(Records from a data collection)
== == ==

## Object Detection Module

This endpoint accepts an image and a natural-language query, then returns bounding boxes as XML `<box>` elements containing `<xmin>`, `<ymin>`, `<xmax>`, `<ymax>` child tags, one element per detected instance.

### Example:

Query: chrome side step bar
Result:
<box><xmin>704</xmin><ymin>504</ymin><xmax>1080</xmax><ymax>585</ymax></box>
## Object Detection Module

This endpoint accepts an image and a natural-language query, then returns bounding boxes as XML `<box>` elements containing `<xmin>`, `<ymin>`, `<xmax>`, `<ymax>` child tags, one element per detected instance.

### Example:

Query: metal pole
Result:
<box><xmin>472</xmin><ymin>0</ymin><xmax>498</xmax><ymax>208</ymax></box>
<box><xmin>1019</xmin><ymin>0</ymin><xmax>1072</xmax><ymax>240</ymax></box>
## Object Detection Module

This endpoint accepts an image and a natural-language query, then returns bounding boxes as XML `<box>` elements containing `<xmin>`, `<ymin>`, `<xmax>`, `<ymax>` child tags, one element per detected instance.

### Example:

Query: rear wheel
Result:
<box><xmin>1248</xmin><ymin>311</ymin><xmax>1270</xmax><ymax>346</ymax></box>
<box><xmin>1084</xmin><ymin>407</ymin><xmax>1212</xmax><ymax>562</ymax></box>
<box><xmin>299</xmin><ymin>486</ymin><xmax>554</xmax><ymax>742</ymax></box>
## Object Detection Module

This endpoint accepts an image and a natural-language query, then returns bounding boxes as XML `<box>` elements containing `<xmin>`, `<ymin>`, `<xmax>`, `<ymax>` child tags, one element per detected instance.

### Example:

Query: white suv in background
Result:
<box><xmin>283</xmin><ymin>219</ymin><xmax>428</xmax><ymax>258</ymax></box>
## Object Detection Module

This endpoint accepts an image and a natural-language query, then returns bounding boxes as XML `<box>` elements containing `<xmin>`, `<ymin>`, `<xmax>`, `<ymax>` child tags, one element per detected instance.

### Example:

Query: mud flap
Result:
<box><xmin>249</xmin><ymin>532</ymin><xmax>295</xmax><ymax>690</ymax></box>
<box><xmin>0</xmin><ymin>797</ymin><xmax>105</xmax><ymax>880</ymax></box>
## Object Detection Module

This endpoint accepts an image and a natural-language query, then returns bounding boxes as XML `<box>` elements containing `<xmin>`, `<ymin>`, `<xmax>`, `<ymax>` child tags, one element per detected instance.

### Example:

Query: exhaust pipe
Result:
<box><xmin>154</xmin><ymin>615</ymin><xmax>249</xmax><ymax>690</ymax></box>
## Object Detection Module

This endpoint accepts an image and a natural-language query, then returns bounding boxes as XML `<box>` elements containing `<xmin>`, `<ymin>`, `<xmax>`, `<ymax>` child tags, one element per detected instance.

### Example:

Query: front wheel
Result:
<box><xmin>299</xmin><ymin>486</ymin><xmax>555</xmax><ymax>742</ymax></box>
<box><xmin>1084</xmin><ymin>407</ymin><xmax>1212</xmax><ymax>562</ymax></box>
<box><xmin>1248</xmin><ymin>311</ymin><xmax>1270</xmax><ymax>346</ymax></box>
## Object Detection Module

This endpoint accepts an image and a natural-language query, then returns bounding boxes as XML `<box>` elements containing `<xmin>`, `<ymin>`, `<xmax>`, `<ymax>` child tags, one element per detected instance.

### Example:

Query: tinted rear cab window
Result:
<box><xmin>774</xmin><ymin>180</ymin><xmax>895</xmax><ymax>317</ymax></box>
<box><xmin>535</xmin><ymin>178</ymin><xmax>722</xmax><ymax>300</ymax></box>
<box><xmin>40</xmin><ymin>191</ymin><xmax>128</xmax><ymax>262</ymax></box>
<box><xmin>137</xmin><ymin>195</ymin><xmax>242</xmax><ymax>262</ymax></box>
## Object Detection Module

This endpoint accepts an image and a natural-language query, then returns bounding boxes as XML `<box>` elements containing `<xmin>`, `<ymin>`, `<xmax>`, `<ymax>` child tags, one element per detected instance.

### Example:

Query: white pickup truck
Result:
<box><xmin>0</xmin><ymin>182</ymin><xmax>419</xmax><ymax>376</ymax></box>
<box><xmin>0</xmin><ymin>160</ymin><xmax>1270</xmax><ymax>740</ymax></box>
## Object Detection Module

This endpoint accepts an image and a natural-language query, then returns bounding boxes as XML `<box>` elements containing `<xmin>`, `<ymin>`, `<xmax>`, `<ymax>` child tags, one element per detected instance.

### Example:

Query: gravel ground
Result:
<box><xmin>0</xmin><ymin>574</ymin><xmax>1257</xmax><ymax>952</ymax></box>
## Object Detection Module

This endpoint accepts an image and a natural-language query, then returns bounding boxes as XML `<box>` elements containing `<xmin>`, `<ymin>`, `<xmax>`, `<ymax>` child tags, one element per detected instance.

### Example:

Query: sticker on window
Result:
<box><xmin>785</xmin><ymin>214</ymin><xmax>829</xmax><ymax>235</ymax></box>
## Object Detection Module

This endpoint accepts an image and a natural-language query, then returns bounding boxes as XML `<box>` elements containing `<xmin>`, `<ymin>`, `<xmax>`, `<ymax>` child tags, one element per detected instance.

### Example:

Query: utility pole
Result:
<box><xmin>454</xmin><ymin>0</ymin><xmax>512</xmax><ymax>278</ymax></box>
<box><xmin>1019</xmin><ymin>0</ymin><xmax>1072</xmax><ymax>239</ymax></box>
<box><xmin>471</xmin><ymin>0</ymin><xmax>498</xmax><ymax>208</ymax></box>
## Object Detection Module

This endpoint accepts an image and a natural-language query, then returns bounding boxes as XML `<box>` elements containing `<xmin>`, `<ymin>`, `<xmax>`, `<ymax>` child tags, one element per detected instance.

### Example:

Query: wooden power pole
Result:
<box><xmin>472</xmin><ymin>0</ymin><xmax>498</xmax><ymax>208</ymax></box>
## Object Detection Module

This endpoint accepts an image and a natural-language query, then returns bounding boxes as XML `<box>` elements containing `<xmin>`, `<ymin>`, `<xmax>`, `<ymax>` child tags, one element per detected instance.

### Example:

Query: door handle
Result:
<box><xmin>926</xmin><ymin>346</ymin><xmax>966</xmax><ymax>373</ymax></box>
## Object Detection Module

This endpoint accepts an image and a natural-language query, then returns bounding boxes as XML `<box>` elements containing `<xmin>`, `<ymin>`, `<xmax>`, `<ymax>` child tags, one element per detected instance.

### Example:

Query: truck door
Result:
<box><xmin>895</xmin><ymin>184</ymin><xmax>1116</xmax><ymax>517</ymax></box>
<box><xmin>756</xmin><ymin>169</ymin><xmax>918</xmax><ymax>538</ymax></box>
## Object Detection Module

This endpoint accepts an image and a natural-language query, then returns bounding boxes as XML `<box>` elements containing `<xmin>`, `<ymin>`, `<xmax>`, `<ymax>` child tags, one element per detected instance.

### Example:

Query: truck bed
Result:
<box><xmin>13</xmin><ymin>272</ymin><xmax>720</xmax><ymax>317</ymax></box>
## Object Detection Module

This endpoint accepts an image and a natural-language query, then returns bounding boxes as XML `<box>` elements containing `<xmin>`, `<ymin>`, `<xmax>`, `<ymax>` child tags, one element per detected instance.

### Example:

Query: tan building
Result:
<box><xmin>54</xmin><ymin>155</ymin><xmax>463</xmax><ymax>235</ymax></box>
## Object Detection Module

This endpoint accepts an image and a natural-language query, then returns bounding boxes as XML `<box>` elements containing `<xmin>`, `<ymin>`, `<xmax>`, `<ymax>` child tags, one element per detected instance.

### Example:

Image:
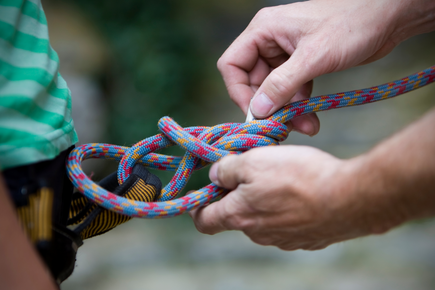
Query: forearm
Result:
<box><xmin>0</xmin><ymin>173</ymin><xmax>56</xmax><ymax>290</ymax></box>
<box><xmin>341</xmin><ymin>109</ymin><xmax>435</xmax><ymax>233</ymax></box>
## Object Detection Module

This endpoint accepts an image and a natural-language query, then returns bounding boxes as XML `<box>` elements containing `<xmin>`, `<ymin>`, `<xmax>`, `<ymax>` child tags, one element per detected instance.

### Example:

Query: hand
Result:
<box><xmin>218</xmin><ymin>0</ymin><xmax>434</xmax><ymax>136</ymax></box>
<box><xmin>191</xmin><ymin>146</ymin><xmax>369</xmax><ymax>250</ymax></box>
<box><xmin>191</xmin><ymin>109</ymin><xmax>435</xmax><ymax>250</ymax></box>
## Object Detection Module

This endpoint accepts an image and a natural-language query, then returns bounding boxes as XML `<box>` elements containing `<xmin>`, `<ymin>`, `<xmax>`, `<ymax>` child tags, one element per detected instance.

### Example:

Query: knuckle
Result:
<box><xmin>253</xmin><ymin>7</ymin><xmax>274</xmax><ymax>20</ymax></box>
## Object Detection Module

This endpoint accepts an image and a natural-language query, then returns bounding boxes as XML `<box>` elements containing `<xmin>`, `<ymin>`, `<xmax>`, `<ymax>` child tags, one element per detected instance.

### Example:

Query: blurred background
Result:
<box><xmin>43</xmin><ymin>0</ymin><xmax>435</xmax><ymax>290</ymax></box>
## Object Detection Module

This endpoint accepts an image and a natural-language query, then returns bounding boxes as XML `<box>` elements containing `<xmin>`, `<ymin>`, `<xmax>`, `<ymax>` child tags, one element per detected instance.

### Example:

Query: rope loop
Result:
<box><xmin>67</xmin><ymin>66</ymin><xmax>435</xmax><ymax>218</ymax></box>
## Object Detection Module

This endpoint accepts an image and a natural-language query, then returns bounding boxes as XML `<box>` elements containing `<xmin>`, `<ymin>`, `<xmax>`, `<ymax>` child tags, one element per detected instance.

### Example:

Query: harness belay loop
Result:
<box><xmin>67</xmin><ymin>66</ymin><xmax>435</xmax><ymax>218</ymax></box>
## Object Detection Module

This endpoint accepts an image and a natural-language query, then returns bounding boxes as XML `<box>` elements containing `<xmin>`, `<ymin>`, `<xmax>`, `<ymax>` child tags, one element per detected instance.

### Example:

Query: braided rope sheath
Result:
<box><xmin>67</xmin><ymin>66</ymin><xmax>435</xmax><ymax>218</ymax></box>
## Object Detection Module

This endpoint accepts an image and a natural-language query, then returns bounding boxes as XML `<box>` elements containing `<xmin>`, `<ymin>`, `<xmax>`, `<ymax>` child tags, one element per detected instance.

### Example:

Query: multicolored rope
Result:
<box><xmin>67</xmin><ymin>66</ymin><xmax>435</xmax><ymax>218</ymax></box>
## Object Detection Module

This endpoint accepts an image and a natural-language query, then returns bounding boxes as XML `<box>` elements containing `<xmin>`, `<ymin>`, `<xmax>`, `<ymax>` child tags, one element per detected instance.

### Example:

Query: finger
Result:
<box><xmin>189</xmin><ymin>201</ymin><xmax>227</xmax><ymax>235</ymax></box>
<box><xmin>286</xmin><ymin>80</ymin><xmax>320</xmax><ymax>136</ymax></box>
<box><xmin>217</xmin><ymin>33</ymin><xmax>259</xmax><ymax>114</ymax></box>
<box><xmin>189</xmin><ymin>191</ymin><xmax>245</xmax><ymax>235</ymax></box>
<box><xmin>251</xmin><ymin>48</ymin><xmax>320</xmax><ymax>119</ymax></box>
<box><xmin>209</xmin><ymin>154</ymin><xmax>246</xmax><ymax>189</ymax></box>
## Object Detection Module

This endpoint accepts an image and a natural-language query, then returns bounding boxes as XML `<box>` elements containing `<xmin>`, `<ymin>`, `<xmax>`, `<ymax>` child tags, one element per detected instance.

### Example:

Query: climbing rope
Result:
<box><xmin>67</xmin><ymin>66</ymin><xmax>435</xmax><ymax>218</ymax></box>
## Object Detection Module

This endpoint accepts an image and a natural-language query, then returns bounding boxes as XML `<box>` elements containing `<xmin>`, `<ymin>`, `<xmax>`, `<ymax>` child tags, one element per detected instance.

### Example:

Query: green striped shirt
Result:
<box><xmin>0</xmin><ymin>0</ymin><xmax>78</xmax><ymax>170</ymax></box>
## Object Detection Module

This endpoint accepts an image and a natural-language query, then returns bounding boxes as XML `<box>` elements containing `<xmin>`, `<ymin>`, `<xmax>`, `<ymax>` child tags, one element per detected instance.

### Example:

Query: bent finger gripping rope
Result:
<box><xmin>67</xmin><ymin>66</ymin><xmax>435</xmax><ymax>218</ymax></box>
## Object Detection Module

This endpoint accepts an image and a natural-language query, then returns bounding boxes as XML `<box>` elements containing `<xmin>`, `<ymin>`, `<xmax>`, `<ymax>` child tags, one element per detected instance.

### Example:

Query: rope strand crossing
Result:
<box><xmin>67</xmin><ymin>66</ymin><xmax>435</xmax><ymax>218</ymax></box>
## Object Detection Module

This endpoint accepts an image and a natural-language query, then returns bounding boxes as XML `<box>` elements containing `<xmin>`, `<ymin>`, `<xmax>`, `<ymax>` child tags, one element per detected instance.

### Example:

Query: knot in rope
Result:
<box><xmin>68</xmin><ymin>117</ymin><xmax>288</xmax><ymax>218</ymax></box>
<box><xmin>67</xmin><ymin>66</ymin><xmax>435</xmax><ymax>218</ymax></box>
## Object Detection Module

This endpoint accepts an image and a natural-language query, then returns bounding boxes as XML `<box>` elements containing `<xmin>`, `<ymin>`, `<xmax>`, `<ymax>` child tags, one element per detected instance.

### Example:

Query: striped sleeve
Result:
<box><xmin>0</xmin><ymin>0</ymin><xmax>78</xmax><ymax>170</ymax></box>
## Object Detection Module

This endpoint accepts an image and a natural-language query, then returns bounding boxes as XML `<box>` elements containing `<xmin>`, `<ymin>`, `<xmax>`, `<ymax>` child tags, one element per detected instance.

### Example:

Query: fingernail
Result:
<box><xmin>251</xmin><ymin>93</ymin><xmax>273</xmax><ymax>117</ymax></box>
<box><xmin>208</xmin><ymin>163</ymin><xmax>220</xmax><ymax>186</ymax></box>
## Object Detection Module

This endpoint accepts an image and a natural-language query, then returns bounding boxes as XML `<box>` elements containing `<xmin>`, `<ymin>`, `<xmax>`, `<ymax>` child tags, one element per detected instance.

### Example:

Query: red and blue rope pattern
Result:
<box><xmin>67</xmin><ymin>66</ymin><xmax>435</xmax><ymax>218</ymax></box>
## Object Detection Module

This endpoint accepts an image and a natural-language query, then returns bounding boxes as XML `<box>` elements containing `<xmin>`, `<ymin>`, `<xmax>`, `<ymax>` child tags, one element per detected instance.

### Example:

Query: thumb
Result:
<box><xmin>251</xmin><ymin>49</ymin><xmax>317</xmax><ymax>119</ymax></box>
<box><xmin>209</xmin><ymin>154</ymin><xmax>246</xmax><ymax>189</ymax></box>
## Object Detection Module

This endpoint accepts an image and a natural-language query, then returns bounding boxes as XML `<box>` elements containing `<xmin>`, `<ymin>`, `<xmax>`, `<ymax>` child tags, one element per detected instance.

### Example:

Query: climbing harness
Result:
<box><xmin>67</xmin><ymin>66</ymin><xmax>435</xmax><ymax>218</ymax></box>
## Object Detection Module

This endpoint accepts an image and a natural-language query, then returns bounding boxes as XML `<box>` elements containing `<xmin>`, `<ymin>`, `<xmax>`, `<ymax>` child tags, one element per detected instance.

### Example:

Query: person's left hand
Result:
<box><xmin>191</xmin><ymin>146</ymin><xmax>369</xmax><ymax>250</ymax></box>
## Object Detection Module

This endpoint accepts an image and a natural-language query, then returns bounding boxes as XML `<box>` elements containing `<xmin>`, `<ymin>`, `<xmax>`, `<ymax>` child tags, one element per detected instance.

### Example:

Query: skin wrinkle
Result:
<box><xmin>194</xmin><ymin>0</ymin><xmax>435</xmax><ymax>250</ymax></box>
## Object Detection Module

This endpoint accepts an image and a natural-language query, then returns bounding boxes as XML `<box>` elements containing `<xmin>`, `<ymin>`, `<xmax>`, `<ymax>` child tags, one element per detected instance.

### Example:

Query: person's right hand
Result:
<box><xmin>218</xmin><ymin>0</ymin><xmax>434</xmax><ymax>135</ymax></box>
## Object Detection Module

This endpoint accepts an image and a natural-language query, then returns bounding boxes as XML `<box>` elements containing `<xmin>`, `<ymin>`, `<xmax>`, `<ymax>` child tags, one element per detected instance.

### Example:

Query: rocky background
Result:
<box><xmin>43</xmin><ymin>0</ymin><xmax>435</xmax><ymax>290</ymax></box>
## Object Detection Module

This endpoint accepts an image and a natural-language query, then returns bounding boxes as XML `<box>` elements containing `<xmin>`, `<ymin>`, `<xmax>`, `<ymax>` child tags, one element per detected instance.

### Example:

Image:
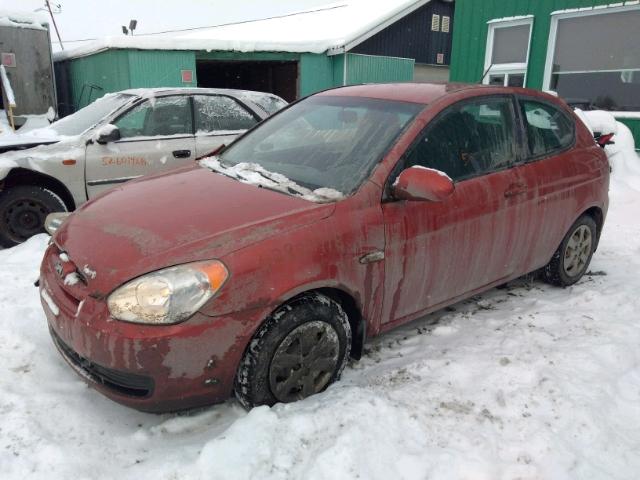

== == ==

Work required:
Find every line in the items above that contains the string "striped", and copy each of those lines in full.

Output of the task:
Query: green striped shirt
Query: striped sleeve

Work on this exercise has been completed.